## Begin TEXT BLOCK
Article 7: Obligations Concerning Technological Measures

Contracting Parties shall take appropriate measures, as necessary, to ensure that when they provide adequate legal protection and effective legal remedies against the circumvention of effective technological measures, this legal protection does not prevent beneficiary persons from enjoying the limitations and exceptions provided for in this Treaty.

The copyright limitations and exceptions for the visually impaired is enshrined in the United Nations Universal Declaration on Human Rights and the United Nations Standard Rules on the Equalisation of Opportunity for Disabled People. This exception aims at securing the right of blind or partially sighted people to access information and knowledge. In proclaiming the rights of humankind, the Universal Declaration does not distinguish between people having disabilities, and those that do not. The Declaration is in fact clear in its affirmation that "All human beings are born free and equal in dignity and rights." Therefore, people with disabilities should, by right, contribute to the fullest extent in the development of their countries and societies, and should expect an appropriate response to their needs and well being.


Canada copyright law (Section 32) and Ontario AODA Regulation (191/11 IASR) support limitations and exceptions

As a WIPO member, Canada is a contracting party in the Marrakesh treaty, and commited to adopting national laws that permit the making availability of published works in accessible formats. On June 8, 2015, Bill C-65 introduction and First Reading in the House of Commons occurred. An Act to amend the Copyright Act (access to copyrighted works or other subject-matter for persons with perceptual disabilities).

Copyright Act of Canada

  • Section 29: Fair dealing for the purpose of research, private study, education, parody or satire does not infringe copyright.
  • Section 30: The publication in a collection, mainly composed of non-copyright matter, intended for the use of educational institutions, and so described in the title and in any advertisements issued by the publisher, of short passages from published literary works in which copyright subsists and not themselves published for the use of educational institutions, does not infringe copyright in those published literary works.
  • Section 32: Reproduction in alternate format for Persons with Perceptual Disabilities.

The Government of Canada Copying Licence contractual agreement with non-profit organizations, effective April 2014 through March 2016, was established to administer the reproduction and communication rights in published works, which are collective societies for the purposes of section 70.1 of the Copyright Act, R.S.C. 1985, c. C-42. The scope of this licence agreement permits Government of Canada Institutions to make and distribute Copies of Published Works in the Repertoire, for the non-profit purposes of conducting business within their mandates and for purposes of the delivery of government programs and services including, but not limited to their professional, research, archival, communication and administrative activities.

The Ontario Regulation 191/11 Integrated Accessibility Standards made under the ACCESSIBILITY FOR ONTARIANS WITH DISABILITIES ACT (AODA) 2005, establishes the accessibility standards for each of information and communications, employment and transportation. Every obligated organization shall develop, implement and maintain policies governing how the organization achieves or will achieve accessibility through meeting its requirements referred to in this Regulation. Copyright limitations and exceptions considerations will impact the following sections under the AODA Integrated Accessibility Standards:

  • Section 12 Accessible formats and communication supports
    Except as otherwise provided, every obligated organization shall upon request provide or arrange for the provision of accessible formats and communication supports for persons with disabilities.
## End TEXT BLOCK
## Begin GIVEN INFORMATION
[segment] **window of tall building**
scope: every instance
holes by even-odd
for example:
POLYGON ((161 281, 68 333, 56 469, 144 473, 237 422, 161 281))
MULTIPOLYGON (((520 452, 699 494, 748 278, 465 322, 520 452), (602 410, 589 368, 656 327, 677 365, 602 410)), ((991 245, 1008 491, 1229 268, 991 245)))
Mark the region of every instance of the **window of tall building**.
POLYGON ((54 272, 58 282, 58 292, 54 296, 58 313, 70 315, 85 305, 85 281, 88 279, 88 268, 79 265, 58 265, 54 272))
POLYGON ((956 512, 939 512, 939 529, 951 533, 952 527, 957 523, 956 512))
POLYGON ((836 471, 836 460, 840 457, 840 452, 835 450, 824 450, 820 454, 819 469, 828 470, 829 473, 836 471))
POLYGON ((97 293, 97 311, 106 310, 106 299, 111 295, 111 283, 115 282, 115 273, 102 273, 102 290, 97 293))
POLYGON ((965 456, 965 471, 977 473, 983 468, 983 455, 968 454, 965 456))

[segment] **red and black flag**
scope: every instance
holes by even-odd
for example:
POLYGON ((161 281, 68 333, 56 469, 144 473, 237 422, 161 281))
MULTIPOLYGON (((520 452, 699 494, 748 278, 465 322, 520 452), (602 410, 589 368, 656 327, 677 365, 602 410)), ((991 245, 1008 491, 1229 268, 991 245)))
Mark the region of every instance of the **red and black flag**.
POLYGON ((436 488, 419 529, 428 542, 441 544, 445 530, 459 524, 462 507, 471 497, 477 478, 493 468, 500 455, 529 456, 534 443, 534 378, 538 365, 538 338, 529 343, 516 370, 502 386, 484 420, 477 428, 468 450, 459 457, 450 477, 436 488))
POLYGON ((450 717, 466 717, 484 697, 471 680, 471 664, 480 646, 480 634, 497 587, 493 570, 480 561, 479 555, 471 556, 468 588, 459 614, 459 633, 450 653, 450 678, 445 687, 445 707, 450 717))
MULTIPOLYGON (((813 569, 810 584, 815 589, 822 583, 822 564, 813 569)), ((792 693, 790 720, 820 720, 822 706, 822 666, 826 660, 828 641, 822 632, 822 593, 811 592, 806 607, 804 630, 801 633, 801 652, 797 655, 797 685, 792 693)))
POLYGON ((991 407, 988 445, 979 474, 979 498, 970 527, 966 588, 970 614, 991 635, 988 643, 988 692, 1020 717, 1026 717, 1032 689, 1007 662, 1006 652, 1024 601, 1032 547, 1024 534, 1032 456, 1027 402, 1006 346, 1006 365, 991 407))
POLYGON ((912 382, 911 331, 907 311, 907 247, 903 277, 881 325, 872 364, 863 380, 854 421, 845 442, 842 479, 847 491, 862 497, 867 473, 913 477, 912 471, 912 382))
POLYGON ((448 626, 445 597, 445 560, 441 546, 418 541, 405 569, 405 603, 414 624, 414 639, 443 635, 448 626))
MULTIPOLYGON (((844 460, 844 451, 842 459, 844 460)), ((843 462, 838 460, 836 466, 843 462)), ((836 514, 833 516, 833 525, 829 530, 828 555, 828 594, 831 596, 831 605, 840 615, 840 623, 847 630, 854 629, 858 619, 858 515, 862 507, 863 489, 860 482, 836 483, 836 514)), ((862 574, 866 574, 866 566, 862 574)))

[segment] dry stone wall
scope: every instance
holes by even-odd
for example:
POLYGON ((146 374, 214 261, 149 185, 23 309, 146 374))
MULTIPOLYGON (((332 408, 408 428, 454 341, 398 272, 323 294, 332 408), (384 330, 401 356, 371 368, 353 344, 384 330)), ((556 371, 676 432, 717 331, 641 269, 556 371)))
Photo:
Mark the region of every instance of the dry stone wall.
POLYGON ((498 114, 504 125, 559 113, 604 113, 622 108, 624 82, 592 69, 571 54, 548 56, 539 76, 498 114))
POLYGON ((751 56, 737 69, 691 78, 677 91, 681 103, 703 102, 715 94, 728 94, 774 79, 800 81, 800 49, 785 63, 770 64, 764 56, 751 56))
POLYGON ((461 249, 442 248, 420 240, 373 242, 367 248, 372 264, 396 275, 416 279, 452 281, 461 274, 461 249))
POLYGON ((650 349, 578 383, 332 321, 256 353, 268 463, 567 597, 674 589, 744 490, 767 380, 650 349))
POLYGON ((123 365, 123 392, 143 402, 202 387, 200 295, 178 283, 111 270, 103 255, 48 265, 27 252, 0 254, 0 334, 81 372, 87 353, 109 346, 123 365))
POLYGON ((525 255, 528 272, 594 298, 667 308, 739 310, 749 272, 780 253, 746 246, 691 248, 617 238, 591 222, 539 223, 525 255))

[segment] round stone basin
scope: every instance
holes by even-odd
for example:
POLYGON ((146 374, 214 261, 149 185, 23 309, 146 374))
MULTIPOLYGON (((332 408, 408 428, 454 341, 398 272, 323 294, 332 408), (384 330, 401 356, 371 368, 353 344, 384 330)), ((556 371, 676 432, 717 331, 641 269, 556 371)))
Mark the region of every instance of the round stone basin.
## End GIVEN INFORMATION
- **GIVEN REQUEST A**
From the copyright text, echo word for word the passage starting at "Canada copyright law" and ending at "with perceptual disabilities).".
- **GIVEN REQUEST B**
Please repeat only the lines of the records starting at the line containing "[segment] **red and black flag**" and ending at the line containing "POLYGON ((991 407, 988", both included, with "Mark" replaced by "Outline" and everything else unchanged.

- **EXERCISE SOLUTION A**
Canada copyright law (Section 32) and Ontario AODA Regulation (191/11 IASR) support limitations and exceptions

As a WIPO member, Canada is a contracting party in the Marrakesh treaty, and commited to adopting national laws that permit the making availability of published works in accessible formats. On June 8, 2015, Bill C-65 introduction and First Reading in the House of Commons occurred. An Act to amend the Copyright Act (access to copyrighted works or other subject-matter for persons with perceptual disabilities).

- **EXERCISE SOLUTION B**
[segment] **red and black flag**
scope: every instance
holes by even-odd
for example:
POLYGON ((161 281, 68 333, 56 469, 144 473, 237 422, 161 281))
MULTIPOLYGON (((520 452, 699 494, 748 278, 465 322, 520 452), (602 410, 589 368, 656 327, 677 365, 602 410)), ((991 245, 1008 491, 1229 268, 991 245)))
Outline the region of every instance of the **red and black flag**.
POLYGON ((436 488, 419 529, 428 542, 441 544, 445 530, 459 524, 462 507, 471 497, 477 478, 493 468, 500 455, 529 456, 534 443, 534 378, 538 365, 538 338, 529 343, 516 370, 502 386, 484 420, 477 428, 468 450, 459 457, 450 477, 436 488))
POLYGON ((450 717, 466 717, 484 697, 471 680, 471 664, 480 646, 480 634, 497 587, 493 570, 480 561, 479 555, 471 556, 468 588, 459 614, 459 633, 450 653, 450 678, 445 687, 445 707, 450 717))
MULTIPOLYGON (((813 569, 810 584, 815 589, 822 583, 822 564, 813 569)), ((792 693, 790 720, 820 720, 822 706, 822 666, 826 660, 828 641, 822 632, 822 593, 811 592, 806 607, 804 630, 801 633, 801 652, 797 655, 797 685, 792 693)))
POLYGON ((991 407, 988 445, 979 474, 979 498, 970 527, 966 588, 970 614, 991 635, 988 643, 988 692, 1020 717, 1026 717, 1032 689, 1007 662, 1006 652, 1024 601, 1032 547, 1024 534, 1032 456, 1027 402, 1006 346, 1006 365, 991 407))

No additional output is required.